_TRECHO SELECIONADO_

━━━━━━━━━━━━━━━━━━━━━━━━━━━━━━

Eu tenho uma sina. Uma sina que me rasga em tiras por dentro, mas que é uma sina bonita e especial, um verdadeiro presente da vida. Deus me manda os perdidos, os doentes, os solitários, os que precisam de amor. E a mim é forçoso que eu forneça a eles o que lhes falta: cuidado, atenção, remédio, carinho, o amor incondicional que cura e consola.

Para conseguir fazer isto, recebi de Deus a mãe mais amorosa que uma pessoa poderia ter, uma mãe que cuidava de mim como um antiquário cuida de um vaso Sèvres (estou boa de metáforas hoje... acho que porque não quero pensar reto demais, sob o risco de não conseguir escrever isto). Quando tinha 16 anos, esta mãe adoeceu. Câncer no seio esquerdo. Cinco anos de tratamento. Metástase no fígado. Cinco meses de agonia. Morte. Minha mãe me ensinou a cuidar e a morrer, e foi também o primeiro ser de quem cuidei em sua fase terminal.

Tarefas das mais diversas, difíceis, todas: fazer de conta que eu não estava perdida no meio de uma tempestade, porque minha mãe estava sem chão, e não podia mais ser o MEU chão; levá-la às sessões de quimioterapia, e ver como aquela medicação vagarosamente a maltratava, arrancando seus cabelos, maltratando sua vaidade, debilitando seu sistema imunológico; cuidar dela na sua última semana de vida no hospital, banhando, alimentando (enquanto ela comeu), limpando sua urina e suas fezes; servindo de auxiliar de cirurgia, quando o seu médico resolveu que tentaria aliviar sua respiração entrecortada fazendo uma punção abdominal para tirar o líquido do fígado que se desfazia lentamente com o tumor.

━━━━━━━━━━━━━━━━━━━━━━━━━━━━━━

_O PROBLEMA_
Você pode reproduzir, do relato sobre a doença da mãe, a passagem que começa em "Eu tenho uma" e termina em "cura e consola."?

━━━━━━━━━━━━━━━━━━━━━━━━━━━━━━

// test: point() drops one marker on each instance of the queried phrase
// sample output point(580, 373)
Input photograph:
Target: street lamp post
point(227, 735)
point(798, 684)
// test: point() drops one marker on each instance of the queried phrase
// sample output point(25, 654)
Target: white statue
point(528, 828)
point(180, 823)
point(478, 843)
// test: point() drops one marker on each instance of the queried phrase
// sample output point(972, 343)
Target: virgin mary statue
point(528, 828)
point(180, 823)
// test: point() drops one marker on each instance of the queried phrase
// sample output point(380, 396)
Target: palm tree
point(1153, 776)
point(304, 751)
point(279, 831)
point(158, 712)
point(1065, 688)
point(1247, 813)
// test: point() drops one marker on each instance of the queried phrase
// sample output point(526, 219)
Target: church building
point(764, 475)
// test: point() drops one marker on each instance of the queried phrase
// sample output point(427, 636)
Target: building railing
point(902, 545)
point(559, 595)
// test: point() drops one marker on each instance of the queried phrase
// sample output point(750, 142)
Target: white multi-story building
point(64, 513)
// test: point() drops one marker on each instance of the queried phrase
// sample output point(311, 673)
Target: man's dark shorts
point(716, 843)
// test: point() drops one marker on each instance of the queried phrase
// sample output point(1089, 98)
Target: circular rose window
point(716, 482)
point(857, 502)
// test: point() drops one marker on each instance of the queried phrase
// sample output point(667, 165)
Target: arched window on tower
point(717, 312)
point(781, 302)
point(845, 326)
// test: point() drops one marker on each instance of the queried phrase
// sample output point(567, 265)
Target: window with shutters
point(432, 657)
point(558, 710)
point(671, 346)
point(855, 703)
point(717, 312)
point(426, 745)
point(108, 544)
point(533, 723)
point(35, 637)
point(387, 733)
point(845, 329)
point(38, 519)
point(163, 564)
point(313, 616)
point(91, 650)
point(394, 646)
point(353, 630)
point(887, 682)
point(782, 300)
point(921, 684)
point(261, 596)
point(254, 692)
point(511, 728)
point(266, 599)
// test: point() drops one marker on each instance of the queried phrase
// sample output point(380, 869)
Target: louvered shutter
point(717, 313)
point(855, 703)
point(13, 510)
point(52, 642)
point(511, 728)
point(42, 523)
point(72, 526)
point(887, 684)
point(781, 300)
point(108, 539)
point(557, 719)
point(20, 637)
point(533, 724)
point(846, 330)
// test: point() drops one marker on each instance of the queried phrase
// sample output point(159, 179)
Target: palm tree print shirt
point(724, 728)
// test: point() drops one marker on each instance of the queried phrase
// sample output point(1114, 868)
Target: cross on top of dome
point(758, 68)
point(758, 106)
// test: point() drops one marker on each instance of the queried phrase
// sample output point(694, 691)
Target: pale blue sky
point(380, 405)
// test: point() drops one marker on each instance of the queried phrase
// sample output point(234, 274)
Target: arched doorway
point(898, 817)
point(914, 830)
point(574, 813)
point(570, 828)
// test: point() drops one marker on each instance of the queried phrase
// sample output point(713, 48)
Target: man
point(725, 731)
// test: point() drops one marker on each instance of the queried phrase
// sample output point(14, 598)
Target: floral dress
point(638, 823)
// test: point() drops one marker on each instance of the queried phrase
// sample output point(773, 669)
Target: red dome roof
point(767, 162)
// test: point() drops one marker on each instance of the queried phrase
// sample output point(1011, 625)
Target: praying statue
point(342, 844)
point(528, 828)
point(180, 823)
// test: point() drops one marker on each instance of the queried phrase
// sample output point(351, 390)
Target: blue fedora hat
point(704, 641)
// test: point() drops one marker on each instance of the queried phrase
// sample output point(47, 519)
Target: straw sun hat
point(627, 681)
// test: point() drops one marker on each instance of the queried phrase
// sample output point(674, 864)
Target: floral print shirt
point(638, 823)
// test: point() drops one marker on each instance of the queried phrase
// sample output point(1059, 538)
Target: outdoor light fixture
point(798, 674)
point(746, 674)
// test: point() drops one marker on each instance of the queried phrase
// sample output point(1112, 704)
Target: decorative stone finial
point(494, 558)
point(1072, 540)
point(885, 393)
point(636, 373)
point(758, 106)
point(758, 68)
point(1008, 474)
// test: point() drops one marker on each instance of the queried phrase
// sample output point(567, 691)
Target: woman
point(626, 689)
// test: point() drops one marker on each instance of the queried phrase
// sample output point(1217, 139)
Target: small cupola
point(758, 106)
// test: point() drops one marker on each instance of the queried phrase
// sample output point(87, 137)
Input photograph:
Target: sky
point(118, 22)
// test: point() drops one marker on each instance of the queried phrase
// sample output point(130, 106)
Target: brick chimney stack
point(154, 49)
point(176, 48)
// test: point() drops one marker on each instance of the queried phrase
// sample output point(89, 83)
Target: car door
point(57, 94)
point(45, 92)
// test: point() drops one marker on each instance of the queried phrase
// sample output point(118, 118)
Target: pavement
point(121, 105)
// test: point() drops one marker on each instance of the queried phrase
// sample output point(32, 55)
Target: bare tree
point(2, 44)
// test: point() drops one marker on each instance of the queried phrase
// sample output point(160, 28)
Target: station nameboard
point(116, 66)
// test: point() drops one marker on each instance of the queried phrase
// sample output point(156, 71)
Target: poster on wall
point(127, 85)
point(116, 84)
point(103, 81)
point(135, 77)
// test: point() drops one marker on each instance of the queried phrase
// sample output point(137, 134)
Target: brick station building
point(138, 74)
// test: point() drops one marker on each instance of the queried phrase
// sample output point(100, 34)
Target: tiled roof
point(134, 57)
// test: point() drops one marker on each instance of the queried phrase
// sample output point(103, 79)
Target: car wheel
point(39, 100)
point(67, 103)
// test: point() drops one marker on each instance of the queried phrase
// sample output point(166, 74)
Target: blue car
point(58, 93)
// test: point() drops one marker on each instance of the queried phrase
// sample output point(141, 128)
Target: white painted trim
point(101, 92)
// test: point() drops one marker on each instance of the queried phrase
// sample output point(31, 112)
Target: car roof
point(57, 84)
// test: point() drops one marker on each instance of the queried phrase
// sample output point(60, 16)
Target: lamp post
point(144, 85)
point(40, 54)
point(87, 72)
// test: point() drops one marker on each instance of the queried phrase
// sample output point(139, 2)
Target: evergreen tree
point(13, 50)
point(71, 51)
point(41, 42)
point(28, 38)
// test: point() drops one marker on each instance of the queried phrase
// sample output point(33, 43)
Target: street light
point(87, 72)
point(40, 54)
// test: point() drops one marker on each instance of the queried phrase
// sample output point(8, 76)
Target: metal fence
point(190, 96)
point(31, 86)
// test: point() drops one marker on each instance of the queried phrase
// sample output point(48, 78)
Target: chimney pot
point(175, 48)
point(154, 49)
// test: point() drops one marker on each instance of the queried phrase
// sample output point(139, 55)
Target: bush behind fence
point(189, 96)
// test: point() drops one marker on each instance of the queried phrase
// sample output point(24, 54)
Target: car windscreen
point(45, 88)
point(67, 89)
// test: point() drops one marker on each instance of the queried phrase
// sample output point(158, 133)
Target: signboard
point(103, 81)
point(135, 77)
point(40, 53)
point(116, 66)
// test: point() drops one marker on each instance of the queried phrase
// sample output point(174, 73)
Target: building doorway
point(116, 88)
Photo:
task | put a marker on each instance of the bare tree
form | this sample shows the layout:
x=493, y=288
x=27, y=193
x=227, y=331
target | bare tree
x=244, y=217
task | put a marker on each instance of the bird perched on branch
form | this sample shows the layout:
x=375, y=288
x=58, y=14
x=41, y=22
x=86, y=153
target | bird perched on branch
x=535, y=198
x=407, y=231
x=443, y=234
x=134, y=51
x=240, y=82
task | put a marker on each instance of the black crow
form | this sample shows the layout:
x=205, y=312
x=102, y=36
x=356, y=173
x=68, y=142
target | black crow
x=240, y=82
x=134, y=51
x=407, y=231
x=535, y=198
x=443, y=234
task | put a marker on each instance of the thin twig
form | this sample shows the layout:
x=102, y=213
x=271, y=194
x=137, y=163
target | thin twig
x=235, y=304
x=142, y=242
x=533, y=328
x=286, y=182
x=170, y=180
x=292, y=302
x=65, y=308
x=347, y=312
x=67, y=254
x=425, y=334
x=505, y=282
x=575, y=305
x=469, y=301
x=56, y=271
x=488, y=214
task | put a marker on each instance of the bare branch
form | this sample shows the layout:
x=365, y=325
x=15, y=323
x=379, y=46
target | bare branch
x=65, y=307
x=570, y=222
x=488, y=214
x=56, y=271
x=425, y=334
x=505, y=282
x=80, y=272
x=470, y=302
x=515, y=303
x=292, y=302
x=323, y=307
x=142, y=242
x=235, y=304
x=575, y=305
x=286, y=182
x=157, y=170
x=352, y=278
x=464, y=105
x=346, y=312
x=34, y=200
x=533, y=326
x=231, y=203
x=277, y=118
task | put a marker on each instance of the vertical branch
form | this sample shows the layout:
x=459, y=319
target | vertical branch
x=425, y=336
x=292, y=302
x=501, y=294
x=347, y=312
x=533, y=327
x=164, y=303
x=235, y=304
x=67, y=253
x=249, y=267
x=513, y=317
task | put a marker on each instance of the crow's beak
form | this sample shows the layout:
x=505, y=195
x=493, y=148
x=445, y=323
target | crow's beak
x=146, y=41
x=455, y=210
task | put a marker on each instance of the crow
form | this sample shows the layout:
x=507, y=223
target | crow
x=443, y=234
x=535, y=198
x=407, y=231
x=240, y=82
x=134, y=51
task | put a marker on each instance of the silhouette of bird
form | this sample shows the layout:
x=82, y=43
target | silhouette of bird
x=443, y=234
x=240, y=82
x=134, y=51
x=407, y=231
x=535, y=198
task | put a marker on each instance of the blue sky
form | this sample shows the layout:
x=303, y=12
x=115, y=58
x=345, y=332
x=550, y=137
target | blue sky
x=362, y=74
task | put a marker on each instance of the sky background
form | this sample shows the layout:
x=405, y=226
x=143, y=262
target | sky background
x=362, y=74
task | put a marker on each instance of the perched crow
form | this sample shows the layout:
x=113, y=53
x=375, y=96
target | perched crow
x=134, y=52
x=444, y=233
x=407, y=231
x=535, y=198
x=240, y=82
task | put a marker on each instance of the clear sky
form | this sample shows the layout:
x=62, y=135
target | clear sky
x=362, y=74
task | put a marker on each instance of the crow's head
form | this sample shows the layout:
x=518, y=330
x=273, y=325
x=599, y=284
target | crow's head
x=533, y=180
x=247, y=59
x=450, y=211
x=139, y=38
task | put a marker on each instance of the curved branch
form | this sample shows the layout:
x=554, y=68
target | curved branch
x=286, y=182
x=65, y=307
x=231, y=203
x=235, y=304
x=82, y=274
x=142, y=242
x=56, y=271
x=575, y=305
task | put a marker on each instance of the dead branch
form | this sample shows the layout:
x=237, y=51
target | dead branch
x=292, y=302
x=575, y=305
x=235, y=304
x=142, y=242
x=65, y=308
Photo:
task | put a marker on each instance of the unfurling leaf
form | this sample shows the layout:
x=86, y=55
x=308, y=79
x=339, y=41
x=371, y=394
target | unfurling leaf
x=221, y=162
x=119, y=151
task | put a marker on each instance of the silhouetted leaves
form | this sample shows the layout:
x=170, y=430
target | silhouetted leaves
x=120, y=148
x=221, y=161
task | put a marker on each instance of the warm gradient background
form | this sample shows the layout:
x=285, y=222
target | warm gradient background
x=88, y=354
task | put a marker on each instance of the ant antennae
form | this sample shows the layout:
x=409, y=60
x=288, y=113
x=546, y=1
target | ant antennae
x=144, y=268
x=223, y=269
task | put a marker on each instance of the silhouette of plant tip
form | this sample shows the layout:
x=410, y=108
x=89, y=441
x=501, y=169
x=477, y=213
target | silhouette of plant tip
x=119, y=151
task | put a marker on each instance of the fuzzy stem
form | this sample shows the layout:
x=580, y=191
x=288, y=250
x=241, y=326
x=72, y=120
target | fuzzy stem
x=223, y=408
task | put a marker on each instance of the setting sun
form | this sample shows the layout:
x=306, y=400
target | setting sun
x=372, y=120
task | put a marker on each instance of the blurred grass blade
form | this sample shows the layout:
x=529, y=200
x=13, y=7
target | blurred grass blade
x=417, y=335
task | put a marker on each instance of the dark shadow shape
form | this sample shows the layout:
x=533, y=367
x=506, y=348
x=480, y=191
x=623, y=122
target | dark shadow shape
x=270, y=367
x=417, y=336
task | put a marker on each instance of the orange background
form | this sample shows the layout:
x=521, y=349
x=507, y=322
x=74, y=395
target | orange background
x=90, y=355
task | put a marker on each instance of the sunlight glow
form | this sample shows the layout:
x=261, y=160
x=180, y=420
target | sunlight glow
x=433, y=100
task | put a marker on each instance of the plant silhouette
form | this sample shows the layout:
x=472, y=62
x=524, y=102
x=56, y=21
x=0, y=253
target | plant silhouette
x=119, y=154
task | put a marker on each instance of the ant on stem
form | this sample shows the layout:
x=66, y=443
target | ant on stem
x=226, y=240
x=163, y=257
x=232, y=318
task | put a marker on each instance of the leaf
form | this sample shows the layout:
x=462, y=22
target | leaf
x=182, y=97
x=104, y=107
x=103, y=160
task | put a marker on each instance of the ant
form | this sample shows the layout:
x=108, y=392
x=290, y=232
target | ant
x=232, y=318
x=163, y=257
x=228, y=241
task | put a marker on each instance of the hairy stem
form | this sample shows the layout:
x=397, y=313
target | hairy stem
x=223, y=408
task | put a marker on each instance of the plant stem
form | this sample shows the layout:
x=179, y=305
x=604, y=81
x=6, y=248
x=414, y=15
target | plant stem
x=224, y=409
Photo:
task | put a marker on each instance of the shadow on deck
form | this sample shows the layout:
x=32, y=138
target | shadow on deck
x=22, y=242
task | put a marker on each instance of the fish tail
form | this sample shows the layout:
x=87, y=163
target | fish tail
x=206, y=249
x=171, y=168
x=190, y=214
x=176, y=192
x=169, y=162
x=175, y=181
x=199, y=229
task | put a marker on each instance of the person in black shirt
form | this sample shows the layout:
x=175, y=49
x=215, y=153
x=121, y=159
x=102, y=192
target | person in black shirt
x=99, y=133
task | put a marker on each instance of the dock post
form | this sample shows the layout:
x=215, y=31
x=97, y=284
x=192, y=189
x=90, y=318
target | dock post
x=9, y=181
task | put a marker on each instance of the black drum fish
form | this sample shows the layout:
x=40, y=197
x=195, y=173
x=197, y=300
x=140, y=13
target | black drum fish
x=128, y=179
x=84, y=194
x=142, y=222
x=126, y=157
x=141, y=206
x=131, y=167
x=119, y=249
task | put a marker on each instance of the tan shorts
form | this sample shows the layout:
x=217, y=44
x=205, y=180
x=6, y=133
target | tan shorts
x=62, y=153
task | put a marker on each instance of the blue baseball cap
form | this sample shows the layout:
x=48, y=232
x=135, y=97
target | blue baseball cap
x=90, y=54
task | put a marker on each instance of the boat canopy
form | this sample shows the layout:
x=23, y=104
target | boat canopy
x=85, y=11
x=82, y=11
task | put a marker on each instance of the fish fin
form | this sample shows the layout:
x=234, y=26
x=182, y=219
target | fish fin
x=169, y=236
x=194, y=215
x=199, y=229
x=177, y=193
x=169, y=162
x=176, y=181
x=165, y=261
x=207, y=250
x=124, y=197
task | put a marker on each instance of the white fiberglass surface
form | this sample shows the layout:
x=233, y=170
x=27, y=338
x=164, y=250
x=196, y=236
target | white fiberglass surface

━━━━━━━━━━━━━━━━━━━━━━━━━━━━━━

_ESPAÇO DA RESPOSTA_
Eu tenho uma sina. Uma sina que me rasga em tiras por dentro, mas que é uma sina bonita e especial, um verdadeiro presente da vida. Deus me manda os perdidos, os doentes, os solitários, os que precisam de amor. E a mim é forçoso que eu forneça a eles o que lhes falta: cuidado, atenção, remédio, carinho, o amor incondicional que cura e consola.